From the records below, extract every line that contains the string "negative", matching case exactly.

___ PROVIDED RECORDS ___

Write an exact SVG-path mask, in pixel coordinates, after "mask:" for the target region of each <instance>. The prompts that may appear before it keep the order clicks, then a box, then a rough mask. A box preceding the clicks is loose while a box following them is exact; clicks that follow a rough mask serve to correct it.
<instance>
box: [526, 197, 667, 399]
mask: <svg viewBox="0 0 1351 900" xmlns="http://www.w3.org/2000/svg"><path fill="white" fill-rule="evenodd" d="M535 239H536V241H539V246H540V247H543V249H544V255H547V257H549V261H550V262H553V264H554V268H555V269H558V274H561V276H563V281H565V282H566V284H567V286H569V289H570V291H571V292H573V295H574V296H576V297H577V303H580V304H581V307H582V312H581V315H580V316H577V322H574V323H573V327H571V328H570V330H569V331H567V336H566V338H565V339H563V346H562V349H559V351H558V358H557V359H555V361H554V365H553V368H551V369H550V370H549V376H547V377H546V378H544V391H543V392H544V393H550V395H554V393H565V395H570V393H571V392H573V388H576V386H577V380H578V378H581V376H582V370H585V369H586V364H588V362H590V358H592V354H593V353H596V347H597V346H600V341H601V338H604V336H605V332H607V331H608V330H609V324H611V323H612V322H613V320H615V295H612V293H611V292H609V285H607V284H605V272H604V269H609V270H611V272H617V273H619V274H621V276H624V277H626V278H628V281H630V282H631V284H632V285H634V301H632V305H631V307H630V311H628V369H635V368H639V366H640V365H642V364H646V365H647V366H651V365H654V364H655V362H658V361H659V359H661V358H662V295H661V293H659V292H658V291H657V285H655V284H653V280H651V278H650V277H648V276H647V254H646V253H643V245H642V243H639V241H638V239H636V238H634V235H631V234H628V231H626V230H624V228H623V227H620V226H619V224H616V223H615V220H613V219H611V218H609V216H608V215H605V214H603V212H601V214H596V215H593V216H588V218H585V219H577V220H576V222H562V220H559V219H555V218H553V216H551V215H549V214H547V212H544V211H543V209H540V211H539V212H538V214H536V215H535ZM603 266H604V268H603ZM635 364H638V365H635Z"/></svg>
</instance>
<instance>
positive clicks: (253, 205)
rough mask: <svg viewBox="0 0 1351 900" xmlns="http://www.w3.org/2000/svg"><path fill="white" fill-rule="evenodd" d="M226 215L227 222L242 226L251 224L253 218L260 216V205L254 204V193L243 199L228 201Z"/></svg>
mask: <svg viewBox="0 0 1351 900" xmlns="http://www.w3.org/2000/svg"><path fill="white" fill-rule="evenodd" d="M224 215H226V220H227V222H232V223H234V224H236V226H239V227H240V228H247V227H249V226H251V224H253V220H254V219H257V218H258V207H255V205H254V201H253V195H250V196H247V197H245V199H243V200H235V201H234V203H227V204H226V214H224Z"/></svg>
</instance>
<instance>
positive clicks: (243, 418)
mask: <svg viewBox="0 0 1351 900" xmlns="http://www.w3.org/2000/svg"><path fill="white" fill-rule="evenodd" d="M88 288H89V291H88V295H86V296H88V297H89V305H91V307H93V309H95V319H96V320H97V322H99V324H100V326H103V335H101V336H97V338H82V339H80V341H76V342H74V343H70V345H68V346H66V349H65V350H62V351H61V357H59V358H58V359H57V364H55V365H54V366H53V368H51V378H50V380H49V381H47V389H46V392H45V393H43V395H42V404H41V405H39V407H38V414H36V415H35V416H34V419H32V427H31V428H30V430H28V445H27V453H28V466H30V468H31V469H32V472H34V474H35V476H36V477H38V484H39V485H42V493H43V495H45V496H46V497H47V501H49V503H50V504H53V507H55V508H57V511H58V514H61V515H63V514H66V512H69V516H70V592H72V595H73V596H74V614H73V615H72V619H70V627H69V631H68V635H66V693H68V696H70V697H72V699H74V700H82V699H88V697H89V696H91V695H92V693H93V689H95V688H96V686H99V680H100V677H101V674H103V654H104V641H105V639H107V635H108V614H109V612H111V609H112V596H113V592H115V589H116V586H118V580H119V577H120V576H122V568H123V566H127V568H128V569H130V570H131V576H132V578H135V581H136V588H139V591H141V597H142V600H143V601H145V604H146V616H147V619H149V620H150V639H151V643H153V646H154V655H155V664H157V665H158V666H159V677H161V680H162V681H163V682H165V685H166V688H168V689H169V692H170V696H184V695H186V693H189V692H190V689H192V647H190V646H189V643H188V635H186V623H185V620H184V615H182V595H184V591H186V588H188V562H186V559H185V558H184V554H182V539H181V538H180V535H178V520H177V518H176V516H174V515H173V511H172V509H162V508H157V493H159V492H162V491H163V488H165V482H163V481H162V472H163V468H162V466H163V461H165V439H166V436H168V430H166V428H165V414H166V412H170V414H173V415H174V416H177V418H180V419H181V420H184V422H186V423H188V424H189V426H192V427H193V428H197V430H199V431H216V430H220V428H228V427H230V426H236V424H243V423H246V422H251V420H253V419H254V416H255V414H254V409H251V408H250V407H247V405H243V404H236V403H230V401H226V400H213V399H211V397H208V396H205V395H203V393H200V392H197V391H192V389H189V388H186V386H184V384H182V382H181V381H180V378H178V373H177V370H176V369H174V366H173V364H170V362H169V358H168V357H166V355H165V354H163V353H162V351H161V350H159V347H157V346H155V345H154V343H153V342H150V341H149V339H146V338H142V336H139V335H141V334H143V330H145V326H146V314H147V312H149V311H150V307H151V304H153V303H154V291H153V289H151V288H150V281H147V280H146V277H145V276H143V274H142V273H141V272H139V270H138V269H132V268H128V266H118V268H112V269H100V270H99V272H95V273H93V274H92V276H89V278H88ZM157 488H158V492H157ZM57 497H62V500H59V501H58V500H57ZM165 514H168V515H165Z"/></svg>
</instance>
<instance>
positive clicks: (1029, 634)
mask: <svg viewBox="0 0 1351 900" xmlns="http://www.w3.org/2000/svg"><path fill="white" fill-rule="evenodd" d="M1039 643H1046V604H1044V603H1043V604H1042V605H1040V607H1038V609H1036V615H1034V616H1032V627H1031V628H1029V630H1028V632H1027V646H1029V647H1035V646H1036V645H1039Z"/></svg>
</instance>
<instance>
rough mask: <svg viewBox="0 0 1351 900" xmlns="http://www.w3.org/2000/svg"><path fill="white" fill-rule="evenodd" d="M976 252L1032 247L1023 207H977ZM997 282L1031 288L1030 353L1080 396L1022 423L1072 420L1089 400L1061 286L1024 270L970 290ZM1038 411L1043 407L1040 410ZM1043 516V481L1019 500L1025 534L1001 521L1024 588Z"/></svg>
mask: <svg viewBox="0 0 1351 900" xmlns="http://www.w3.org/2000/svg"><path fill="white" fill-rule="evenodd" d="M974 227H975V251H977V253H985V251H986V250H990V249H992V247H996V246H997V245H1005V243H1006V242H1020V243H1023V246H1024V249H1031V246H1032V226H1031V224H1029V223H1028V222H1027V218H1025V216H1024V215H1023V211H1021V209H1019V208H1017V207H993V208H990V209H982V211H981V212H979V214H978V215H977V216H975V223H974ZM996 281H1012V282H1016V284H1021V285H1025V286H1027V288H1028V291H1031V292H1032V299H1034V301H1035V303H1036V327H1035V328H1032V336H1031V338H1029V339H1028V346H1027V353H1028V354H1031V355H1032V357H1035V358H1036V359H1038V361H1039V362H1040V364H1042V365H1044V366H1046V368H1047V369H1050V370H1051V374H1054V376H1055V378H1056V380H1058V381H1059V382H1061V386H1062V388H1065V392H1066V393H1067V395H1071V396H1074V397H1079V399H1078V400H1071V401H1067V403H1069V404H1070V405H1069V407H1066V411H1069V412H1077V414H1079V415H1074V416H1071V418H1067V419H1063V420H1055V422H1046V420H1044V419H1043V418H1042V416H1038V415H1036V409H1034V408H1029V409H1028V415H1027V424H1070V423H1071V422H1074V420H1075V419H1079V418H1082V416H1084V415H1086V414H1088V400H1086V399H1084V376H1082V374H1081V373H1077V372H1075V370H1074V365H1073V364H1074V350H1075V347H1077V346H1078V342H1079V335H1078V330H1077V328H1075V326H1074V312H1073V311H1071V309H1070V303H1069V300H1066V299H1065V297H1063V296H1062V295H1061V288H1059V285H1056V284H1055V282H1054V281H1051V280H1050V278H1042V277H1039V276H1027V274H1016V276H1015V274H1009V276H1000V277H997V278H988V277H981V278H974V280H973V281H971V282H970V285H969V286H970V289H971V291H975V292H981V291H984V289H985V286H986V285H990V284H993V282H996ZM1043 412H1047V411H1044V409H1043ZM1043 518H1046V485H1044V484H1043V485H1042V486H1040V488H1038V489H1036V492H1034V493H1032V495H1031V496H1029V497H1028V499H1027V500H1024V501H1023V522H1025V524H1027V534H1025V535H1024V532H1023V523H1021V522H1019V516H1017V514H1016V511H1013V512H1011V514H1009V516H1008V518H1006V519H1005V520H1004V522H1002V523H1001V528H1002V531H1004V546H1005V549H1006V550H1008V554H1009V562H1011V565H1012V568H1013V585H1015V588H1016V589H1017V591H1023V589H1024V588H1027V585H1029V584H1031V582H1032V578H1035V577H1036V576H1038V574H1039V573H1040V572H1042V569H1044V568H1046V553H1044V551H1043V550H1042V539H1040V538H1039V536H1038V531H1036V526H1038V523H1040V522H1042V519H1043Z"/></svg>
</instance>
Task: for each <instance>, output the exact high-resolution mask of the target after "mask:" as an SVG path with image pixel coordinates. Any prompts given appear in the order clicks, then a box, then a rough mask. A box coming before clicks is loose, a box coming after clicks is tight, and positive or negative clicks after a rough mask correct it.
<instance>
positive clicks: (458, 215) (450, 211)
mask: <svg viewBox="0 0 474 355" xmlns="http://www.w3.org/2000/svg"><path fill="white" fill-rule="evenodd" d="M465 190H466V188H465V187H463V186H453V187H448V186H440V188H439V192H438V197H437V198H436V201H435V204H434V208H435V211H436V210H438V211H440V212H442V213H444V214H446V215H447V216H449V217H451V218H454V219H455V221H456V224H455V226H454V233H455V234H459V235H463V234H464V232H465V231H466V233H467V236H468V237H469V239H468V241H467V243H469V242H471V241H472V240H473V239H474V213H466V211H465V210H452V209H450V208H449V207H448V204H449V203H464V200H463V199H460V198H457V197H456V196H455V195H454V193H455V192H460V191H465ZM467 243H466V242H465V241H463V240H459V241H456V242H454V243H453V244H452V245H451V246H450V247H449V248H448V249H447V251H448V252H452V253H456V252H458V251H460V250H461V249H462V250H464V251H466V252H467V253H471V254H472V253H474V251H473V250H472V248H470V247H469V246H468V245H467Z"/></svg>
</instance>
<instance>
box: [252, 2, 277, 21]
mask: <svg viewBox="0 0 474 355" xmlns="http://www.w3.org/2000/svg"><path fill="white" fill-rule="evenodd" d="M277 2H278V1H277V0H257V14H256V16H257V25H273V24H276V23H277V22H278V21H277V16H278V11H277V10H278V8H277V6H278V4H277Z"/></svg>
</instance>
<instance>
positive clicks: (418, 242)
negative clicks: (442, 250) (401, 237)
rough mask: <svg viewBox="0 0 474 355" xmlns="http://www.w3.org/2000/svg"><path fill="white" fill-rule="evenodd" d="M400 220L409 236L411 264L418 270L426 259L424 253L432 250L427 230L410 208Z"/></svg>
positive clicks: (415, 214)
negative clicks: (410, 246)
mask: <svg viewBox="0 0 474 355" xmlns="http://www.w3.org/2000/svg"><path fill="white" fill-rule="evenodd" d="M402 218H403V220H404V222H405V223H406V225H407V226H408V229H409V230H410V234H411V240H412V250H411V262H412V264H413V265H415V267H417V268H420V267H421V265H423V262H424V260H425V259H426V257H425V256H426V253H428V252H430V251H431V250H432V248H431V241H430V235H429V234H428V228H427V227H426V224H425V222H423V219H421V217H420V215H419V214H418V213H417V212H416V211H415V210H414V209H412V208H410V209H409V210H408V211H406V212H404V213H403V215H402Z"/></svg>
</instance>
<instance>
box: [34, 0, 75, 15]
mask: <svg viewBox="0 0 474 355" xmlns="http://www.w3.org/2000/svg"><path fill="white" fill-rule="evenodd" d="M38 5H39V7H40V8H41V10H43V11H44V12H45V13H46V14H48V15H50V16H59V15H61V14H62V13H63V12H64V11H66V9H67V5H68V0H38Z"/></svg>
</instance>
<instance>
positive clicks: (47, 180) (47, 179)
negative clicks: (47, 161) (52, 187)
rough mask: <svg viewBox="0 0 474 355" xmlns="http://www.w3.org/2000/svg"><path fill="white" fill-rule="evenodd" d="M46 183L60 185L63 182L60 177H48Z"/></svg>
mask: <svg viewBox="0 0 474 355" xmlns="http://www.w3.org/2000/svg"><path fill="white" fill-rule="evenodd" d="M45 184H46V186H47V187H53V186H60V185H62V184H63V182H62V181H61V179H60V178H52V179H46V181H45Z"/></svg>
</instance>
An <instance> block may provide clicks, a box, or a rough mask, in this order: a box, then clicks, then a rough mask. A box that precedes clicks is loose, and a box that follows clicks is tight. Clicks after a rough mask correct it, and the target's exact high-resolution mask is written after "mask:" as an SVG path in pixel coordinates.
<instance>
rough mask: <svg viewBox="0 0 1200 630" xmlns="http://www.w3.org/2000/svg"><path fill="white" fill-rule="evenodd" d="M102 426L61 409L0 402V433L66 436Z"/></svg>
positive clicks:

___

== OUTPUT OF THE EXERCISE ==
Task: for each <instance>, output the exact high-resolution mask of the target after "mask:" as an SVG path with image pixel coordinates. Any prompts given appear in the order clicks, then a box, then a rough mask. A box coming before clicks is loose, a box coming after clicks is tight, and positive or negative clicks after a rough mask correct it.
negative clicks: (442, 250) (401, 237)
negative clicks: (410, 246)
negative clicks: (47, 161) (52, 187)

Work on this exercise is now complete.